Au troisième jour des audiences dans les bureaux de l’Organisme d’autoréglementation du courtage immobilier du Québec (OACIQ) à Brossard, le comité de discipline a entendu les plaidoiries des deux parties et a rendu sa décision dans l’heure.

« Même si le comité venait à la conclusion que les vidéos de l’intimé sont dérogatoires, ce qui n’a pas à être décidé à cette étape, rien dans la preuve ne démontre que le public est en péril en raison du comportement de l’intimé », a lu le président du comité de discipline, Daniel Fabien.

L’enquête de la syndique adjointe de l’OACIQ Julie Gagnon concluait que Mathieu Arseneault utilise les réseaux sociaux d’une manière qui déconsidère l’honneur, la dignité, l’image et l’intégrité des courtiers, que cette utilisation met actuellement en péril la protection du public et qu’elle entache le lien de confiance entre les courtiers immobiliers et les consommateurs.

La syndique adjointe demandait la suspension provisoire du permis d’exercice du courtier en attendant les conclusions des audiences disciplinaires qui auront lieu en 2024.

Selon la jurisprudence du Tribunal des professions, le mécanisme de la radiation provisoire a toujours été considéré comme une mesure draconienne et exceptionnelle, a expliqué le président du comité de discipline devant les deux parties ainsi que les médias et courtiers qui assistaient à l’audience.

Seul l’impératif de protection immédiate du public peut justifier d’exclure un professionnel de la pratique alors qu’il n’a pas encore été condamné pour les infractions qui lui sont reprochées.

Daniel Fabien, président du comité de discipline de l’OACIQ

« À notre avis, l’équation que fait la syndique adjointe entre les infractions et la nécessité d’une protection immédiate du public est trop simple », a déclaré Daniel Fabien. De l’avis du comité, il n’y a aucun fait concret qui établit qu’il y a un risque pour la protection du public si Mathieu Arseneault continue à exercer la profession de courtier, a précisé le président.

Publicité de mauvais goût : pas une faute disciplinaire

Si la syndique adjointe considère que les vidéos présentées en preuve sont de mauvais goût et dérogatoires à l’honneur et à la dignité de la profession, c’est un jugement de valeur qui n’est pas soutenu par la preuve, selon le comité.

À ce sujet, le président a rappelé que le Tribunal des professions avait déjà décidé qu’une publicité de mauvais goût ne constituait pas une faute disciplinaire.

La syndique adjointe a aussi reconnu qu’elle ne disposait d’aucune preuve objective établissant que Mathieu Arseneault est mal intentionné dans les vidéos où, affirme-t-elle, il fait de l’autopromotion et que ses propos n’étaient ni disgracieux ni insultants.

····················

Votre travail:
(A) Recopiez le passage de l’article sur l’OACIQ qui commence par « Selon la jurisprudence » et se poursuit jusqu’à « lui sont reprochées. ».
(B) Quelles sont toutes les personnes nommées dans l’article sur l’OACIQ ?
(C) Prolongez l’article sur l’OACIQ au-delà de sa dernière phrase.
Vous n’aurez pas besoin des lignes qui suivent.

····················

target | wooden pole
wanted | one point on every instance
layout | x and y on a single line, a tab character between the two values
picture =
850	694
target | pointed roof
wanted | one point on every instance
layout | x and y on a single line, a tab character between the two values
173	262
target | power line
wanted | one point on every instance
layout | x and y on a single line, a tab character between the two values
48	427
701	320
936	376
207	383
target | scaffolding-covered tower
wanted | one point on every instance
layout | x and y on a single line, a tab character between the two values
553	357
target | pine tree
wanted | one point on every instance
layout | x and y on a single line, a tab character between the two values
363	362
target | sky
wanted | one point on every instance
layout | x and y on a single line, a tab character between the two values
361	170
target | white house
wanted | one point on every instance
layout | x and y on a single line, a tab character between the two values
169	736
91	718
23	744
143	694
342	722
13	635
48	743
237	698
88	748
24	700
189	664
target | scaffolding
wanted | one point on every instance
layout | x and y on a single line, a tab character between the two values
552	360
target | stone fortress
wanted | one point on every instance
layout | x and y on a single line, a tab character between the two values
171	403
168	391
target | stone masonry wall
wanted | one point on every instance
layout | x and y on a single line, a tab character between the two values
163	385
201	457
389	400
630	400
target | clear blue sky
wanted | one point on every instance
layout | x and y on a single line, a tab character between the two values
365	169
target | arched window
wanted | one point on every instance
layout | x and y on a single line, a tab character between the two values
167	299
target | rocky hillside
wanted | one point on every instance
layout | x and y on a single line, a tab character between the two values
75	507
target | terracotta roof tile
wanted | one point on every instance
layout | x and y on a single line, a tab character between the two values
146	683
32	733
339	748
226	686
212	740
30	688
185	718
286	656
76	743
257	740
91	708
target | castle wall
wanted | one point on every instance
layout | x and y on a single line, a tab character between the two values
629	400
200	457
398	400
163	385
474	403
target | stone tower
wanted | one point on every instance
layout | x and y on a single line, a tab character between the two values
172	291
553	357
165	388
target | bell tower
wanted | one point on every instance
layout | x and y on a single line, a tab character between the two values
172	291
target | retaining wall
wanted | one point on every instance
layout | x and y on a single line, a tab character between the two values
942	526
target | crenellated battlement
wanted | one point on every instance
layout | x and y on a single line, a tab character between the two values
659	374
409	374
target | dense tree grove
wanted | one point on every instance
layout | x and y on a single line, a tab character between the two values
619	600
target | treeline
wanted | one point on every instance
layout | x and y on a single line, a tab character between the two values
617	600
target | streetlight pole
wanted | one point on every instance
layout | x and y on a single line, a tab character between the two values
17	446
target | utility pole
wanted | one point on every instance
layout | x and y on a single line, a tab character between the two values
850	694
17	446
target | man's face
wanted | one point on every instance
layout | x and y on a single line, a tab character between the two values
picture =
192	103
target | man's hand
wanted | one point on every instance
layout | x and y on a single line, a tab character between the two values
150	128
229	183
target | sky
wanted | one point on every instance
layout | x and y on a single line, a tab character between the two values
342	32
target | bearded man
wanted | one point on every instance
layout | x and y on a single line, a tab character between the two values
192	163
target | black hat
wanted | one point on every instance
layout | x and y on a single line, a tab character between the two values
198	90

····················

Réponses ordonnées:
(A)
Selon la jurisprudence du Tribunal des professions, le mécanisme de la radiation provisoire a toujours été considéré comme une mesure draconienne et exceptionnelle, a expliqué le président du comité de discipline devant les deux parties ainsi que les médias et courtiers qui assistaient à l’audience.

Seul l’impératif de protection immédiate du public peut justifier d’exclure un professionnel de la pratique alors qu’il n’a pas encore été condamné pour les infractions qui lui sont reprochées.

(B) Daniel Fabien, Julie Gagnon, Mathieu Arseneault

(C)
« La justice disciplinaire a certes pour but de protéger le public, mais elle doit également traiter équitablement ceux dont le gagne-pain est placé entre ses mains », a lu le président en rappelant une décision de la Cour d’appel du Québec.

Le comité a rendu sa décision verbalement et pourra la remanier par la suite.

L’OACIQ déçu

La porte-parole de l’OACIQ, MCaroline Champagne, vice-présidente à l’encadrement, s’est dite déçue de la décision du comité de discipline. Déçue aussi du fait que le président n’a pas permis à l’avocate de l’OACIQ, MIsabelle Martel, d’amender la plainte pour y ajouter un deuxième chef d’accusation vendredi matin.

Le syndic a reçu une plainte au sujet de menaces et d’intimidation de la part de M. Arsenault en lien avec des commentaires négatifs publiés à son sujet et avec l’audience disciplinaire, explique MCaroline Champagne. « Ce sera au comité de discipline de trancher, mais si c’est avéré, c’est grave », affirme-t-elle en entrevue.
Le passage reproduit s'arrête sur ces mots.